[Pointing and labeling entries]
##############################

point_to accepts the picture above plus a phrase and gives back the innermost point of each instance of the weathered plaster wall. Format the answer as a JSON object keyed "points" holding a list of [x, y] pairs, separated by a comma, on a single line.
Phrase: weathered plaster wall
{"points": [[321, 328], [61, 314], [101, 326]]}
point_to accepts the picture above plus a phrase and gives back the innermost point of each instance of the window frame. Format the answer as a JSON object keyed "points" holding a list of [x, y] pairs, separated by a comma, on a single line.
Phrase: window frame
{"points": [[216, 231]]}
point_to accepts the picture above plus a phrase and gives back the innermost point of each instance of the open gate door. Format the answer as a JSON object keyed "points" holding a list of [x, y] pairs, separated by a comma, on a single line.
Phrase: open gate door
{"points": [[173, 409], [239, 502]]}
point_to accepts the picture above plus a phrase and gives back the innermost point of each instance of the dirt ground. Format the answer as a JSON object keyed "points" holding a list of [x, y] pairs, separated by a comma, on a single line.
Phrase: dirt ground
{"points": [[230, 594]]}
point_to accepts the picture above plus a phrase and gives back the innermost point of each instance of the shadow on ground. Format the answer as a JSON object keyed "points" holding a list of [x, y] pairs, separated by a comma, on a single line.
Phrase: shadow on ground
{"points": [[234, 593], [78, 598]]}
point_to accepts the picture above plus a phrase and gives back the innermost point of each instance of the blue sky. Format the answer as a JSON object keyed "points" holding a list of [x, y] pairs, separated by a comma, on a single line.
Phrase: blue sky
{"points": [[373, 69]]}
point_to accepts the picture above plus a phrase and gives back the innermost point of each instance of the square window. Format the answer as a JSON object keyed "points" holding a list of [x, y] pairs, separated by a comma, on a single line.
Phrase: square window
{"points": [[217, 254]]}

##############################

Express the lines of the material above as a numbered list, omitting any blank lines.

1. point_to accepts the picture above plus a phrase and gives back the innermost point of each instance of the weathered plaster wall. Format the answer as a JSON object keyed "points" holding a list of [x, y] pairs, separated by a comma, on a single line.
2. Phrase: weathered plaster wall
3. {"points": [[321, 328], [61, 314], [101, 326]]}
4. point_to accepts the picture above plus a phrase and gives back the innermost point of each instance of the window frame. Format the answer as a JSON object keyed "points" holding a list of [x, y] pairs, separated by a comma, on a single line.
5. Phrase: window frame
6. {"points": [[216, 231]]}
7. point_to accepts the picture above plus a phrase and gives back the innermost point of each instance of the open gate door. Format the answer as a JSON object keyed "points" holding a list of [x, y] pairs, separated by a comma, on a single line.
8. Phrase: open gate door
9. {"points": [[173, 409], [239, 502]]}
10. point_to accepts the picture above plus a phrase and gives back the innermost point of each instance of the dirt ground. Format the answer as a JSON object keyed "points" holding a list of [x, y] pairs, separated by a comma, on a single line.
11. Phrase: dirt ground
12. {"points": [[230, 594]]}
13. point_to accepts the picture above plus a phrase and gives back the innermost point of each instance of the shadow on ground. Format the answer as a JSON object keyed "points" holding a list of [x, y] pairs, separated by a comma, on a single line.
14. Phrase: shadow on ground
15. {"points": [[234, 593], [78, 598]]}
16. point_to accepts the picture above plus a phrase and gives back the innermost point of each instance of the blue sky. Format the answer as a JSON object keyed "points" holding a list of [x, y] pairs, separated by a comma, on a single line.
17. Phrase: blue sky
18. {"points": [[373, 69]]}
19. point_to accepts the picture above plus a phrase and gives back the innermost point of each instance of the square window. Format the answer as a JSON object keyed "points" holding a list of [x, y] pairs, separated by a comma, on a single line.
20. Phrase: square window
21. {"points": [[217, 254]]}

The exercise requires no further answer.